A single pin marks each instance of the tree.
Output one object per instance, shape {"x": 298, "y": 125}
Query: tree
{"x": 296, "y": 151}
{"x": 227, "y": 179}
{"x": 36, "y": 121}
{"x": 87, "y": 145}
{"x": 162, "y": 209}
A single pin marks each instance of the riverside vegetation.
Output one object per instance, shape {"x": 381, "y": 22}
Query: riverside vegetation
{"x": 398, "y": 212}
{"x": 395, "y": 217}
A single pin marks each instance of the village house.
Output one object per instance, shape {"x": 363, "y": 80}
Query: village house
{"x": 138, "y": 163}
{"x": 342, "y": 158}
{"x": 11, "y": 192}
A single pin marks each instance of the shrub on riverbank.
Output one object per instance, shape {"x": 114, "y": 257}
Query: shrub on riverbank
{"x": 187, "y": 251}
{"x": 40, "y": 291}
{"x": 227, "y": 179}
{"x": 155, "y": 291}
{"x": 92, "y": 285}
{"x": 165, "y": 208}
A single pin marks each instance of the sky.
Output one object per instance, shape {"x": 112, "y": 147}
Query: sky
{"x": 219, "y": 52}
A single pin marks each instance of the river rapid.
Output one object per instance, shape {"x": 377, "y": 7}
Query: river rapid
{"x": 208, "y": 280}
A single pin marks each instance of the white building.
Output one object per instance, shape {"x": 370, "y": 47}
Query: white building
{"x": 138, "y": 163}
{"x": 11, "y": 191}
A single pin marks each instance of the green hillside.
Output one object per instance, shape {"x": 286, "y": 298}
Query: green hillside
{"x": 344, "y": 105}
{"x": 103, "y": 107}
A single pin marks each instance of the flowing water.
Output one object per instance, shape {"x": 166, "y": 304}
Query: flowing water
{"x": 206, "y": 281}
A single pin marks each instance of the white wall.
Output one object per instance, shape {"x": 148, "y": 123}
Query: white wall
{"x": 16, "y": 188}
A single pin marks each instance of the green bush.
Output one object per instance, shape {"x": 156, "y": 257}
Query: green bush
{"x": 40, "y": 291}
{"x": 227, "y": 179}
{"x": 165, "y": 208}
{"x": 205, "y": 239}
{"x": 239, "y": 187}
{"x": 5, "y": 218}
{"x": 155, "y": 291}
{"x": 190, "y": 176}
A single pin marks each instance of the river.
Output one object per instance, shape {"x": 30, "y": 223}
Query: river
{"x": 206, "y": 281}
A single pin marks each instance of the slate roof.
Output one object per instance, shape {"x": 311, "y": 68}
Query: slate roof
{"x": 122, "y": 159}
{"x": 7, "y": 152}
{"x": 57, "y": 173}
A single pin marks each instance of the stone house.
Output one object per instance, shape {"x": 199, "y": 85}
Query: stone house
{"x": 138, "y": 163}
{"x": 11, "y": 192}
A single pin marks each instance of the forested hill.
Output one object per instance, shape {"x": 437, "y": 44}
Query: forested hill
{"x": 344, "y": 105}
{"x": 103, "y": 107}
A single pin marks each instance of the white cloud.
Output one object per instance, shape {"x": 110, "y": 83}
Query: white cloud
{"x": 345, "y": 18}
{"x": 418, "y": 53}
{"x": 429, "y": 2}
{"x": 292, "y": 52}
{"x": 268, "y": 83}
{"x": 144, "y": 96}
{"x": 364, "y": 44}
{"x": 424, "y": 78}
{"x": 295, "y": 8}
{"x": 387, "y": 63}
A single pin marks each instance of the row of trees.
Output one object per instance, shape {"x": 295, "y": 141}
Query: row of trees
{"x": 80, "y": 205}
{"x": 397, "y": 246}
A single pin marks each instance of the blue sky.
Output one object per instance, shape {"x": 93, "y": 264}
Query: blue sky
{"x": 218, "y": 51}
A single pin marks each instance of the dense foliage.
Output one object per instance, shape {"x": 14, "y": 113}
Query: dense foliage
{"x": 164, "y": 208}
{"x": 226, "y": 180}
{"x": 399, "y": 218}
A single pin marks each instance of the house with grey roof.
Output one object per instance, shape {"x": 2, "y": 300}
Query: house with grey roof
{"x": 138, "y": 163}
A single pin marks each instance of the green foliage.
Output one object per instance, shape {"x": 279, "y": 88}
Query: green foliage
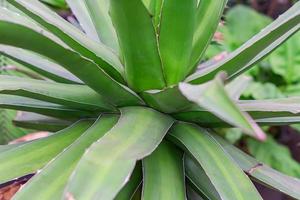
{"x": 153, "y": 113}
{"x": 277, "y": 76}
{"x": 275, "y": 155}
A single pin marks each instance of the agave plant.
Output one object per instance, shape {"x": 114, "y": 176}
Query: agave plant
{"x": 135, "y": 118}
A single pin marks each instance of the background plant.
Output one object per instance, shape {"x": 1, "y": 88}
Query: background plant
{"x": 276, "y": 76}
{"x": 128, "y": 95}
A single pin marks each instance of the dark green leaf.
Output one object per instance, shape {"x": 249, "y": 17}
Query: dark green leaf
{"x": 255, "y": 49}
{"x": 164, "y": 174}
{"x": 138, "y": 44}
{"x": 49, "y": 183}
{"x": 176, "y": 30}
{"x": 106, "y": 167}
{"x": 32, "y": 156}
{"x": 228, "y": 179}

WORK REQUEST
There is a line with "Query: village house" and a line with "A single pin marks each instance of the flowing" above. Copy exactly those two lines and all lines between them, with nothing else.

WORKED SOLUTION
Query: village house
{"x": 138, "y": 163}
{"x": 342, "y": 158}
{"x": 11, "y": 192}
A single pin marks each instance of the shrub on riverbank.
Output one object per instance, shape {"x": 114, "y": 257}
Query: shrub on riverbank
{"x": 187, "y": 251}
{"x": 40, "y": 291}
{"x": 227, "y": 179}
{"x": 155, "y": 291}
{"x": 92, "y": 285}
{"x": 165, "y": 208}
A single pin marks each instance of the sky.
Output one object per instance, shape {"x": 112, "y": 147}
Query: sky
{"x": 219, "y": 52}
A single pin marks each instance of the river rapid.
Output one object per instance, shape {"x": 377, "y": 7}
Query: river rapid
{"x": 208, "y": 280}
A single pin marks each instance of the white building.
Output one object per instance, shape {"x": 370, "y": 47}
Query: white building
{"x": 138, "y": 163}
{"x": 11, "y": 191}
A single pin marks each instance of the green hillside.
Output one object per instance, shape {"x": 286, "y": 298}
Query: green hillside
{"x": 344, "y": 105}
{"x": 103, "y": 107}
A single pin marks each instance of the flowing water.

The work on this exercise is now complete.